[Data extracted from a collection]
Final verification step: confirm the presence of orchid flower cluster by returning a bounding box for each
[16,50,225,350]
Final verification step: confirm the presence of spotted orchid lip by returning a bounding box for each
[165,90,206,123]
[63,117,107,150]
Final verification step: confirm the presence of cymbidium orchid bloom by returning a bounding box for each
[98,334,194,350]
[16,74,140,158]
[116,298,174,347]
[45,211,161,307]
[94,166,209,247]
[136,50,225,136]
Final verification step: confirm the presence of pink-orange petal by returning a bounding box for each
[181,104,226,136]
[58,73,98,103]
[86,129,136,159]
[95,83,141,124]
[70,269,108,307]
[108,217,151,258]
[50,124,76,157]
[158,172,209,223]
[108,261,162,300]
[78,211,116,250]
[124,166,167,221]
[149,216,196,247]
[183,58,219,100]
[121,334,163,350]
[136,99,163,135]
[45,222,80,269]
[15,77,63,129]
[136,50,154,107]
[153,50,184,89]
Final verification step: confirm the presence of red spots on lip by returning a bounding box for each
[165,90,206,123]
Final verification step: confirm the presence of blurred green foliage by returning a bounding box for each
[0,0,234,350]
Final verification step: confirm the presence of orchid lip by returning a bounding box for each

REQUIREMENT.
Duplicate every one of the records above, reproducing each line verbatim and in its original order.

SOLVED PROBLEM.
Final verification step: confirm the presence of orchid flower cluster by returning a bounding box for each
[16,50,225,350]
Final verification step: confirm the presence of spotted orchid lip by returning a bounding box for each
[165,90,206,123]
[63,117,107,150]
Final verification step: confirm the presence of cymbidium orchid bloom by returning a bounding box for each
[98,334,194,350]
[16,74,140,158]
[116,298,174,347]
[45,211,161,307]
[94,166,209,247]
[136,50,225,136]
Final verification step: confirm the presence of pink-orange petal by returning a bounding box for each
[181,104,226,136]
[58,73,98,103]
[86,129,136,159]
[95,83,141,124]
[70,269,108,307]
[108,217,151,258]
[50,124,76,157]
[158,172,209,223]
[108,261,162,300]
[78,211,116,250]
[124,166,167,221]
[149,216,196,247]
[183,58,219,100]
[121,334,163,350]
[136,99,163,135]
[45,222,80,269]
[15,77,63,129]
[136,50,154,107]
[153,50,184,89]
Final verification step: confirm the presence of red spots on lip by returning a bounding box for each
[165,90,206,123]
Final verification step: confirm the presence of blurred green foliage by returning a bounding box for each
[0,0,234,350]
Final verification step: confirm the presence of orchid lip by returning a bounding box for each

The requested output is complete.